• What to work on
**A.** Render this sentence from the message on non-normalizable diacritics in Spanish: "If I understand things correctly, this problem will also occur in any system that reads a sequence of characters aloud."
**B.** Carry the message on non-normalizable diacritics forward from its last sentence.

• Passage to read
■ ■ ■ ■ ■
Archived-At: <http://mailarchive.ietf.org/arch/msg/lucid/AGO563EHmipmURMZiGw-Drh2ncc>
Cc: lucid@ietf.org, Andrew Sullivan <ajs@anvilwalrusden.com>
Subject: Re: [Lucid] [mark@macchiato.com: Re: Non-normalizable diacritics - new property]
X-BeenThere: lucid@ietf.org
X-Mailman-Version: 2.1.15
Precedence: list
List-Id: "Locale-free UniCode Identifiers \(LUCID\)" <lucid.ietf.org>
List-Unsubscribe: <https://www.ietf.org/mailman/options/lucid>, <mailto:lucid-request@ietf.org?subject=unsubscribe>
List-Archive: <http://www.ietf.org/mail-archive/web/lucid/>
List-Post: <mailto:lucid@ietf.org>
List-Help: <mailto:lucid-request@ietf.org?subject=help>
List-Subscribe: <https://www.ietf.org/mailman/listinfo/lucid>, <mailto:lucid-request@ietf.org?subject=subscribe>
X-List-Received-Date: Wed, 11 Mar 2015 19:15:44 -0000

On Wed, Mar 11, 2015 at 11:55 AM, Asmus Freytag (t) <asmus-inc@ix.netcom.com
> wrote:

>  On 3/11/2015 10:58 AM, Ted Hardie wrote:
>
>  Hi Andrew,
>
>  So, I'm far from an expert on this, but I have some concerns about the
> proposal to use "visually" here in the way Mark proposes.  If I understand
> things correctly, this problem will also occur in any system that reads a
> sequence of characters aloud.  That is, there is no way to distinguish in
> an audio system between U+08A1 and the combination of U+0628 and U+0654.
■ ■ ■ ■ ■
• Image segmentation entries

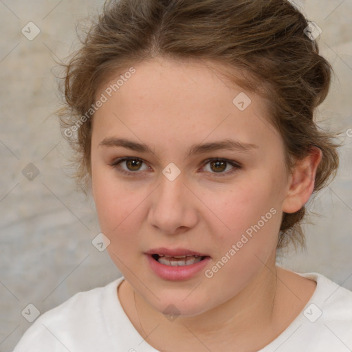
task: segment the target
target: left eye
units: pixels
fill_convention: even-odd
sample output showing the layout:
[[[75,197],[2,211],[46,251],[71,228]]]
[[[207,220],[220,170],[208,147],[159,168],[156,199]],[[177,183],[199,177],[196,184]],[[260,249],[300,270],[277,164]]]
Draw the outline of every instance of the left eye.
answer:
[[[204,167],[204,169],[206,171],[217,174],[231,173],[234,172],[234,170],[236,170],[236,169],[240,168],[240,166],[238,164],[223,159],[212,159],[207,160],[206,166],[206,165],[208,165],[208,168]],[[208,170],[206,170],[206,168],[208,168]]]

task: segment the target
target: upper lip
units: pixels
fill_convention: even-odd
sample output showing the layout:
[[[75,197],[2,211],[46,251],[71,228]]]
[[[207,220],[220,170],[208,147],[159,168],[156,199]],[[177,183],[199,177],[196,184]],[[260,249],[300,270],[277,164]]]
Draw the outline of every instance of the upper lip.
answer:
[[[145,252],[146,254],[164,254],[164,256],[208,256],[208,254],[196,252],[194,250],[188,250],[186,248],[174,248],[169,249],[164,247],[159,248],[153,248]]]

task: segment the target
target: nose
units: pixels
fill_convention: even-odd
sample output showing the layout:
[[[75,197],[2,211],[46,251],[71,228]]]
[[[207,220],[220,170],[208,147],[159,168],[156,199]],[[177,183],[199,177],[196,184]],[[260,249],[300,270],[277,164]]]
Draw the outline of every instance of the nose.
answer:
[[[151,195],[148,222],[167,234],[184,233],[198,221],[197,199],[180,175],[173,181],[164,175]]]

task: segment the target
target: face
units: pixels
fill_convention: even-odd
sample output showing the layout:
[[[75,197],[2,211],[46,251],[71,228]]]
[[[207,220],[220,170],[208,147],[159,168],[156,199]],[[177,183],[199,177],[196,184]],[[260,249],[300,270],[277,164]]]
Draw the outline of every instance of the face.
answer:
[[[197,315],[274,265],[288,190],[283,142],[265,102],[210,64],[154,59],[133,67],[111,97],[115,77],[97,94],[108,98],[91,137],[100,230],[153,307]]]

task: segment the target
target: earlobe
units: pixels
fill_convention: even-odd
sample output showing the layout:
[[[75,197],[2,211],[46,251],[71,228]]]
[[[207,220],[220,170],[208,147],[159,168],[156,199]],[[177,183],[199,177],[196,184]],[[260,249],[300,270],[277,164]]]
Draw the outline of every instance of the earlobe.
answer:
[[[298,161],[292,170],[283,211],[293,213],[298,211],[313,193],[316,170],[322,153],[319,148],[311,147],[309,154]]]

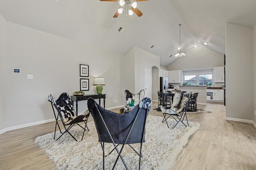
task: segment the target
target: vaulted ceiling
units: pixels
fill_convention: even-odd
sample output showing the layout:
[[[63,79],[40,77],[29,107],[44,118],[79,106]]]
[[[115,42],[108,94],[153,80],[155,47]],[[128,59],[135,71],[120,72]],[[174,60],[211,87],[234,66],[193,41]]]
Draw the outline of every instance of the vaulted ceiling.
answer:
[[[141,17],[123,13],[113,18],[119,7],[99,0],[0,0],[0,14],[7,21],[123,55],[136,46],[159,56],[163,67],[178,59],[169,56],[179,45],[180,23],[182,50],[196,44],[224,55],[225,23],[250,29],[256,23],[256,0],[150,0],[138,2]],[[117,31],[120,27],[122,33]]]

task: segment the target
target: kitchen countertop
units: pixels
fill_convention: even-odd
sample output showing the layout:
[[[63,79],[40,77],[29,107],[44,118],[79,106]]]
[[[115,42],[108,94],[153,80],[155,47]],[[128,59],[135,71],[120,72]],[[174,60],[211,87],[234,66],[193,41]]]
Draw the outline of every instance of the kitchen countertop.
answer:
[[[221,87],[208,87],[207,88],[206,88],[207,89],[214,89],[214,89],[217,89],[217,90],[224,89]]]

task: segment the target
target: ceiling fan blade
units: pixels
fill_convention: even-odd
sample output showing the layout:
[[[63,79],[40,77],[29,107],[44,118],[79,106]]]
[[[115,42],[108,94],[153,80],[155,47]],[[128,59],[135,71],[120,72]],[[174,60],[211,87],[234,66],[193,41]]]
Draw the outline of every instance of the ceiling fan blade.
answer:
[[[142,15],[143,15],[142,12],[141,12],[138,9],[138,8],[134,8],[133,7],[132,7],[131,8],[131,10],[132,10],[139,17],[141,17]]]
[[[119,13],[118,13],[118,11],[117,11],[116,14],[113,16],[113,18],[117,18],[118,16],[119,15]]]
[[[118,2],[118,0],[100,0],[100,1]]]

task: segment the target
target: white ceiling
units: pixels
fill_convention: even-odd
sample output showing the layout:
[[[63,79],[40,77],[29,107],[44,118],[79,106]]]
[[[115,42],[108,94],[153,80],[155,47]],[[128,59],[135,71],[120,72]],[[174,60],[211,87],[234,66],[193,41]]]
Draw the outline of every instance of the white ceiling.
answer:
[[[177,59],[169,56],[179,46],[179,23],[182,50],[197,44],[224,55],[226,22],[256,23],[256,0],[150,0],[138,2],[141,17],[113,18],[119,7],[99,0],[0,0],[7,21],[124,55],[136,46],[160,57],[165,67]]]

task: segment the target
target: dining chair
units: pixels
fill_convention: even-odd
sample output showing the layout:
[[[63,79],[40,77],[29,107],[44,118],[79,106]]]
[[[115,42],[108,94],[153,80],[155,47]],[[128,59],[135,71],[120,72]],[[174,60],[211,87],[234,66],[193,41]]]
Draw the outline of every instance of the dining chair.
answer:
[[[76,124],[84,129],[83,135],[82,137],[82,140],[81,140],[82,141],[84,138],[84,131],[86,130],[86,128],[87,128],[87,130],[89,131],[89,129],[87,125],[88,118],[90,115],[90,113],[89,111],[87,110],[82,114],[78,116],[76,116],[69,95],[67,93],[63,93],[60,94],[59,98],[56,100],[56,101],[54,100],[52,96],[50,94],[48,97],[48,101],[51,102],[52,107],[52,108],[56,120],[54,139],[55,140],[55,139],[56,124],[58,125],[59,129],[60,131],[60,126],[58,123],[58,119],[59,117],[60,118],[60,120],[65,130],[64,133],[62,133],[61,135],[57,139],[56,141],[58,141],[64,134],[67,133],[70,135],[76,141],[77,141],[77,140],[76,140],[75,137],[69,131],[72,127]],[[56,117],[54,106],[58,113],[57,117]],[[78,123],[81,122],[84,122],[84,127],[82,127]],[[66,128],[66,126],[68,126],[68,127]],[[61,131],[60,132],[61,133]]]
[[[183,123],[183,121],[185,117],[187,120],[188,126],[188,117],[187,117],[186,111],[188,106],[190,99],[191,98],[192,93],[190,93],[190,94],[188,97],[184,95],[183,94],[180,92],[176,92],[174,94],[174,100],[172,105],[170,109],[166,109],[162,106],[160,106],[161,110],[164,115],[164,119],[162,121],[162,122],[166,122],[168,128],[169,125],[167,123],[167,120],[170,116],[171,116],[174,120],[177,121],[176,124],[174,125],[172,128],[174,128],[176,125],[180,122],[181,122],[185,127],[187,126]],[[167,115],[169,115],[168,117]],[[175,119],[175,117],[176,119]]]

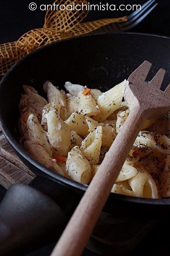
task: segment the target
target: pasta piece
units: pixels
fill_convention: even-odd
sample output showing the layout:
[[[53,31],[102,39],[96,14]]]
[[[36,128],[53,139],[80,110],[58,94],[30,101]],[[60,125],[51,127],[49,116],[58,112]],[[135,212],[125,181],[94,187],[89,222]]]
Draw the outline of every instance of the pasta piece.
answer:
[[[28,139],[28,131],[27,122],[29,116],[31,114],[35,114],[34,109],[31,107],[28,106],[23,109],[20,112],[21,116],[18,120],[18,128],[21,136],[26,140]]]
[[[98,122],[88,117],[86,117],[85,119],[91,131],[95,127],[102,127],[103,132],[102,145],[103,147],[110,147],[117,135],[113,125],[111,124]]]
[[[121,106],[118,109],[114,111],[113,113],[109,116],[107,118],[107,120],[117,120],[117,114],[120,111],[125,111],[126,110],[128,109],[128,107],[126,105],[126,104],[125,101],[122,101],[121,104]]]
[[[68,153],[66,168],[74,180],[85,184],[88,183],[91,175],[91,166],[77,146]]]
[[[116,182],[123,181],[129,180],[133,177],[137,173],[137,171],[136,168],[125,162],[123,165]]]
[[[101,164],[102,161],[104,159],[105,155],[108,151],[108,148],[106,147],[102,147],[101,148],[101,154],[100,155],[100,158],[99,160],[99,164]]]
[[[79,112],[89,116],[96,115],[100,112],[99,107],[91,93],[86,95],[80,92],[78,98],[79,99]]]
[[[108,117],[120,108],[126,84],[125,80],[99,97],[97,104],[101,113]]]
[[[82,142],[82,151],[91,164],[97,164],[100,157],[102,140],[102,127],[95,128]]]
[[[35,114],[31,114],[27,122],[28,140],[42,146],[50,155],[52,155],[52,149],[47,141],[45,131],[41,127]]]
[[[67,119],[71,114],[75,111],[78,111],[79,107],[79,99],[77,97],[72,96],[67,94],[66,99],[66,108],[67,109],[65,116]]]
[[[47,102],[39,95],[33,87],[24,85],[23,88],[27,96],[21,96],[19,106],[20,109],[22,110],[24,106],[32,107],[34,109],[38,120],[41,121],[42,109],[44,106],[47,104]]]
[[[61,175],[64,176],[61,168],[56,163],[56,160],[51,157],[40,145],[30,141],[26,141],[24,143],[24,149],[34,158],[46,167]]]
[[[159,177],[160,192],[164,197],[170,197],[170,155],[165,159],[165,165]]]
[[[156,177],[160,171],[160,164],[162,162],[158,157],[155,157],[152,152],[141,160],[140,163],[145,170],[151,174],[152,177]]]
[[[42,114],[41,122],[41,125],[44,130],[47,131],[48,126],[47,121],[47,115],[50,110],[54,111],[55,113],[59,113],[60,106],[58,103],[54,102],[48,103],[44,107]]]
[[[81,113],[74,112],[65,122],[78,135],[85,137],[89,133],[85,116]]]
[[[52,83],[47,81],[43,85],[43,89],[47,93],[48,101],[49,103],[56,102],[60,106],[60,115],[64,120],[66,120],[65,112],[66,109],[66,96],[65,92],[60,91],[57,87],[54,86]]]
[[[91,165],[92,176],[93,178],[98,171],[99,166],[99,165]]]
[[[112,190],[112,193],[116,193],[116,194],[120,194],[122,195],[125,196],[135,196],[135,193],[131,190],[126,188],[123,184],[119,183],[115,183],[113,186]]]
[[[129,109],[125,111],[119,112],[117,114],[117,120],[116,122],[116,132],[118,133],[120,131],[121,127],[123,124],[126,120],[129,113]]]
[[[78,96],[79,93],[82,92],[85,87],[79,85],[74,85],[70,82],[66,82],[64,87],[71,95]]]
[[[59,155],[67,156],[71,145],[70,129],[58,114],[50,110],[47,115],[50,143]]]
[[[160,153],[170,154],[170,139],[165,135],[152,132],[140,132],[134,145],[145,145]]]
[[[71,149],[75,146],[78,146],[80,148],[82,141],[81,137],[78,135],[74,131],[71,131]]]
[[[65,163],[57,163],[57,164],[58,165],[59,167],[62,170],[62,171],[64,173],[64,176],[66,178],[67,178],[68,179],[69,179],[70,180],[71,180],[71,177],[69,176],[69,175],[68,175],[68,174],[66,170],[66,168],[65,168],[65,166],[66,164],[66,162]]]
[[[140,163],[136,163],[133,166],[138,172],[129,180],[129,183],[136,196],[158,198],[157,188],[151,175]]]
[[[96,101],[102,94],[102,92],[98,89],[91,89],[91,92]]]

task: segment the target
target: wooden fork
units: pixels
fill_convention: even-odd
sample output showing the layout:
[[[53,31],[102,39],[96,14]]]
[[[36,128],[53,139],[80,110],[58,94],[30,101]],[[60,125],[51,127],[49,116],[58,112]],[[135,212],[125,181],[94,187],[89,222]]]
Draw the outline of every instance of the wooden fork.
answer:
[[[112,188],[146,119],[170,110],[170,83],[160,89],[165,70],[161,69],[149,83],[145,81],[152,66],[145,61],[129,76],[124,97],[130,114],[82,198],[52,256],[80,256]]]

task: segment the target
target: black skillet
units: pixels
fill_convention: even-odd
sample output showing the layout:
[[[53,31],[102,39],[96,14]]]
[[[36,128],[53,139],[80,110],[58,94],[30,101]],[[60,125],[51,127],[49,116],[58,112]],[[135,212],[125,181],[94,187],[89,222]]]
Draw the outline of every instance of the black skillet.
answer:
[[[52,44],[24,58],[2,79],[0,118],[3,131],[26,165],[36,174],[46,178],[38,185],[33,181],[33,186],[38,187],[50,196],[66,215],[72,212],[87,186],[53,173],[33,159],[19,144],[18,105],[22,85],[32,85],[44,96],[42,85],[47,80],[60,89],[63,89],[66,81],[70,81],[104,92],[127,79],[145,60],[153,64],[148,80],[160,68],[167,70],[163,84],[165,88],[170,81],[170,38],[132,33],[87,36]],[[119,216],[153,218],[169,215],[170,208],[169,199],[111,194],[103,211],[115,218],[116,212]]]

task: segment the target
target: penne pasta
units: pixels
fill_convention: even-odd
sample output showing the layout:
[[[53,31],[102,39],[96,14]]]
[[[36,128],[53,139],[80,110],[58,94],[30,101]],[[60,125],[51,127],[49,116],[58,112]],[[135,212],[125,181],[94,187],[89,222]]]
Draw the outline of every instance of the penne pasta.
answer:
[[[100,123],[93,120],[90,117],[85,118],[90,131],[95,127],[101,126],[102,130],[102,145],[103,147],[109,148],[116,138],[117,133],[111,124]]]
[[[116,194],[120,194],[122,195],[125,196],[135,196],[135,193],[130,189],[126,188],[126,186],[124,184],[119,183],[115,183],[113,186],[111,192],[112,193],[116,193]]]
[[[91,167],[78,147],[68,153],[66,170],[72,178],[78,182],[88,184],[91,177]]]
[[[59,113],[60,107],[59,104],[57,102],[54,102],[48,103],[44,107],[42,114],[41,122],[41,125],[42,128],[46,131],[48,131],[47,122],[47,115],[50,110],[54,111],[55,113]]]
[[[78,97],[79,98],[79,112],[89,116],[96,115],[99,113],[99,107],[91,93],[84,95],[81,92],[79,93]]]
[[[99,97],[97,104],[101,113],[108,117],[120,108],[126,83],[125,80]]]
[[[71,149],[75,146],[78,146],[79,148],[81,147],[83,139],[81,137],[78,135],[76,132],[74,131],[71,131]]]
[[[70,129],[58,114],[50,110],[47,115],[48,137],[59,155],[66,156],[71,146]]]
[[[66,108],[67,111],[65,114],[67,119],[73,112],[78,112],[79,107],[79,99],[77,97],[67,94]]]
[[[37,118],[40,122],[42,109],[44,105],[47,104],[47,102],[39,95],[33,87],[24,85],[23,88],[26,95],[21,97],[19,105],[20,109],[21,110],[25,106],[31,107],[34,110]]]
[[[137,173],[137,170],[134,167],[125,163],[123,164],[116,182],[124,181],[134,177]]]
[[[85,87],[80,85],[74,85],[70,82],[66,82],[64,87],[70,94],[73,96],[78,96],[81,92],[82,92]]]
[[[20,143],[46,167],[89,184],[129,114],[122,101],[127,82],[102,93],[67,82],[66,94],[47,81],[43,89],[48,102],[24,85],[19,105]],[[167,113],[143,122],[112,192],[170,197],[170,117]]]
[[[82,142],[81,149],[91,164],[99,161],[102,140],[102,127],[96,127]]]
[[[28,140],[42,146],[50,155],[52,148],[48,143],[45,132],[43,130],[35,114],[31,114],[27,122]]]
[[[170,154],[170,139],[165,135],[152,132],[140,132],[134,145],[137,147],[145,145],[160,153]]]
[[[26,141],[24,147],[37,161],[55,172],[64,176],[62,170],[57,164],[56,160],[53,159],[42,146],[30,141]]]
[[[151,175],[140,163],[135,163],[133,166],[138,173],[129,180],[129,183],[136,196],[158,198],[157,188]]]

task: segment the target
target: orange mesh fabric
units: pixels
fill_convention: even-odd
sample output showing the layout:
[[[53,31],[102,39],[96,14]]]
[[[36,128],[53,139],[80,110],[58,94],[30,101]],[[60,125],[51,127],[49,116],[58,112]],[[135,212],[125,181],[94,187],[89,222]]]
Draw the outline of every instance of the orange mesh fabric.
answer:
[[[82,3],[88,4],[86,0],[56,0],[54,3],[66,6]],[[16,42],[0,45],[0,76],[4,75],[19,60],[38,48],[59,40],[87,34],[111,23],[127,20],[126,17],[124,17],[81,23],[88,14],[87,9],[49,9],[46,13],[43,28],[28,31]]]

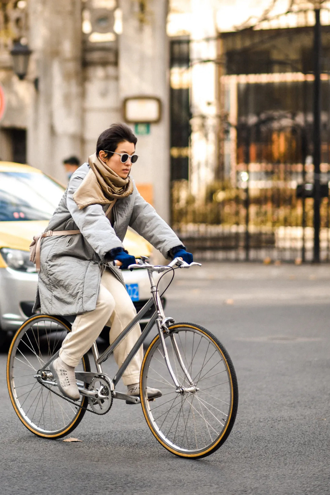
■ ■ ■ ■ ■
• Outputs by task
**A.** Si entiendo bien las cosas, este problema también se producirá en cualquier sistema que lea en voz alta una secuencia de caracteres.

**B.**
>
>
> Where do get that?
>
> U+0654 is used to represent a glottal stop, but my understanding is that
> U+08A1 was encoded partially because it represents a sound that does not
> have a glottal stop. If my understanding is correct, the distinction should
> be quite audible.
>

I asked a native Arabic speaker about the systems she used and she played
them to check.  Those systems may be non-representative, though, or simply
wrong.  Or, rather than wrong, they may be tuned to a case in which the
result isn't audible.

Are we confident that this difference is general for the other cases?  If
so, that would be a very powerful way to explain the problem--code points
which are visually indistinguishable but would render differently in
audio.  (If it is not general, we still may want be cautious about focusing
solely on visual renderings).

regards,

Ted



>   The current draft talks about rendering the glyph, and I think that is
> closer to correct--it doesn't matter whether the rendering is audio or
> graphical for the problem to occur.  In the audio forms, the  quality of
> running text providing context vs. independent identifiers without it also
> seems similar, at least to me.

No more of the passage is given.